Source records Block Start
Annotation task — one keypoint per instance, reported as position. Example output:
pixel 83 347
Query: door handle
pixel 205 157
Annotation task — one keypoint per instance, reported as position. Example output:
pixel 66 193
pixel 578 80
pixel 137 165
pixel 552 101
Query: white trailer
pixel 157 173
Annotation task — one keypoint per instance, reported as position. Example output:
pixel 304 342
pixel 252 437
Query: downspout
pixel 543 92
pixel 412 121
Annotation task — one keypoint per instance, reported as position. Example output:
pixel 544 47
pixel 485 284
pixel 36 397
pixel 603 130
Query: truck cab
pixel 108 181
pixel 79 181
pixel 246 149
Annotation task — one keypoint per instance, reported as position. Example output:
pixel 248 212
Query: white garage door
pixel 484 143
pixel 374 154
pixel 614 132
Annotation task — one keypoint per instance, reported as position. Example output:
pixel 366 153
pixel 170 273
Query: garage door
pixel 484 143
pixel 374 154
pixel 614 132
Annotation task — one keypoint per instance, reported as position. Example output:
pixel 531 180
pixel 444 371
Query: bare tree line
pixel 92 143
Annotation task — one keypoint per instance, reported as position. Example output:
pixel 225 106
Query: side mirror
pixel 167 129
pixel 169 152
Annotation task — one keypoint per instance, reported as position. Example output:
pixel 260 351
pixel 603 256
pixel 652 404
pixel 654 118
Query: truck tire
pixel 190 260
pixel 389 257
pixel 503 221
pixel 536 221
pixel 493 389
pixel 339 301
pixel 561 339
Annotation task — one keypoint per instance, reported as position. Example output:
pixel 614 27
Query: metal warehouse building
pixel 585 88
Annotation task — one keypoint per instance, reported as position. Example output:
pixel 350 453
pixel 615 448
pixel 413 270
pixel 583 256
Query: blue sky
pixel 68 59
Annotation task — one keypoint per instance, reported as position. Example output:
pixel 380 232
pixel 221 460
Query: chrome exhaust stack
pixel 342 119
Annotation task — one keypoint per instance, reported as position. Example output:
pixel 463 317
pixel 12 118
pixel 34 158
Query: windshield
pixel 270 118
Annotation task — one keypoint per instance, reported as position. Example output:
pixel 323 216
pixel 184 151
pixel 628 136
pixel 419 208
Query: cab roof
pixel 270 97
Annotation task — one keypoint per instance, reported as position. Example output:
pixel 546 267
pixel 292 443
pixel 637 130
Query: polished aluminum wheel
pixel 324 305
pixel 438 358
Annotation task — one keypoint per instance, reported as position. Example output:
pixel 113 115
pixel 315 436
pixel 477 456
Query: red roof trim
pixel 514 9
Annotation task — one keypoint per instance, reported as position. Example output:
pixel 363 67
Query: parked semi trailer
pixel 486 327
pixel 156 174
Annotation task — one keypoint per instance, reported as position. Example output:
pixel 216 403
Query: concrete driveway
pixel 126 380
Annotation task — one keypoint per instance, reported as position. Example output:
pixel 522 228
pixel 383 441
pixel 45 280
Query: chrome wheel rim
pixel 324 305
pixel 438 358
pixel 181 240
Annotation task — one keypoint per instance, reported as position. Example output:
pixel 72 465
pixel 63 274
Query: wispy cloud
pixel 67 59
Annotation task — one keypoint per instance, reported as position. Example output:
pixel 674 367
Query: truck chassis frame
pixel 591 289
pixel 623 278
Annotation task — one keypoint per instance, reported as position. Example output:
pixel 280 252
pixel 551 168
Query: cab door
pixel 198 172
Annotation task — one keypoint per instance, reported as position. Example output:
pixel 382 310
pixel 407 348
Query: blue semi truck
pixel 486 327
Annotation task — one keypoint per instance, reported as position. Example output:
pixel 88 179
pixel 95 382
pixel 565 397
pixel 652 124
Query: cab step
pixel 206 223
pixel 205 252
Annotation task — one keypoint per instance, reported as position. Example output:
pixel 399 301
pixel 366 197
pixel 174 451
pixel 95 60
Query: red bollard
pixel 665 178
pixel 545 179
Source records Block End
#### Work to be completed:
What's needed is an exact copy of every entry.

#### Reply:
Annotation task — one keypoint per instance, reported as position. Example output:
pixel 83 347
Query: door handle
pixel 205 157
Annotation task — one keypoint per instance, reported as position. Example output:
pixel 66 193
pixel 578 80
pixel 137 165
pixel 552 101
Query: white trailer
pixel 157 173
Annotation task — one keypoint per instance, reported as position. Example output:
pixel 304 342
pixel 252 437
Query: downspout
pixel 543 92
pixel 412 121
Annotation task — one keypoint per instance, reported as position. Example output:
pixel 544 47
pixel 485 284
pixel 36 397
pixel 603 130
Query: truck cab
pixel 108 181
pixel 79 181
pixel 246 149
Annotation task — one keypoint per instance, reported as position. Example output:
pixel 248 212
Query: white garage door
pixel 484 143
pixel 374 154
pixel 614 132
Annotation task — one keypoint per instance, reported as position. Example output:
pixel 366 153
pixel 170 273
Query: garage door
pixel 484 143
pixel 374 154
pixel 614 132
Annotation task — one keypoint per instance, reported as position. Example output:
pixel 531 180
pixel 444 371
Query: bare tree line
pixel 92 143
Annotation task — one keypoint per instance, reported as position. Example output:
pixel 225 106
Query: side mirror
pixel 167 129
pixel 169 152
Annotation task — one keypoint per instance, reported as position. Example output:
pixel 260 351
pixel 603 256
pixel 652 404
pixel 654 118
Query: truck tire
pixel 190 260
pixel 389 257
pixel 503 221
pixel 536 221
pixel 493 389
pixel 339 301
pixel 561 339
Annotation task — one keypoint per instance, reported as position. Example output:
pixel 614 27
Query: metal warehouse building
pixel 585 88
Annotation task — one keypoint per instance, reported as position. Example output:
pixel 350 453
pixel 615 448
pixel 413 270
pixel 583 256
Query: blue sky
pixel 68 59
Annotation task — one keypoint per instance, reported as position. Example output:
pixel 380 232
pixel 221 460
Query: chrome exhaust stack
pixel 342 119
Annotation task — one keypoint per instance, reported as position. Example output:
pixel 463 317
pixel 12 118
pixel 34 158
Query: windshield
pixel 270 118
Annotation task — one keypoint per instance, reported as position. Example output:
pixel 323 216
pixel 184 151
pixel 628 136
pixel 419 208
Query: cab roof
pixel 270 97
Annotation task — one keypoint per instance, reported as position. Example output:
pixel 546 267
pixel 292 443
pixel 637 130
Query: polished aluminum wheel
pixel 324 305
pixel 438 358
Annotation task — one keypoint per instance, reported as position. Example output:
pixel 113 115
pixel 315 436
pixel 477 456
Query: red roof trim
pixel 514 9
Annotation task — one keypoint per instance, reported as position. Example output:
pixel 363 67
Query: parked semi trailer
pixel 486 327
pixel 156 174
Annotation task — one keypoint per instance, reported as position. Example output:
pixel 216 403
Query: concrete driveway
pixel 126 380
Annotation task — one keypoint per instance, reported as position. Example output:
pixel 522 228
pixel 383 441
pixel 45 280
Query: chrome wheel rim
pixel 324 305
pixel 438 358
pixel 181 240
Annotation task — one keypoint per instance, reported as position. Example output:
pixel 72 465
pixel 63 274
Query: wispy cloud
pixel 67 59
Annotation task — one keypoint per instance, reported as position. Example output:
pixel 674 367
Query: truck chassis frame
pixel 591 289
pixel 623 278
Annotation task — one keypoint per instance, reported as position. Example output:
pixel 280 252
pixel 551 168
Query: cab door
pixel 198 172
Annotation task — one keypoint per instance, reported as position. Example output:
pixel 382 310
pixel 407 348
Query: blue semi truck
pixel 486 327
Annotation task — one keypoint per instance, reported as position. Example output:
pixel 88 179
pixel 95 382
pixel 565 397
pixel 652 124
Query: cab step
pixel 206 223
pixel 205 252
Annotation task — one keypoint per instance, reported as position. Example output:
pixel 399 301
pixel 366 197
pixel 174 451
pixel 95 60
Query: red bollard
pixel 665 178
pixel 545 179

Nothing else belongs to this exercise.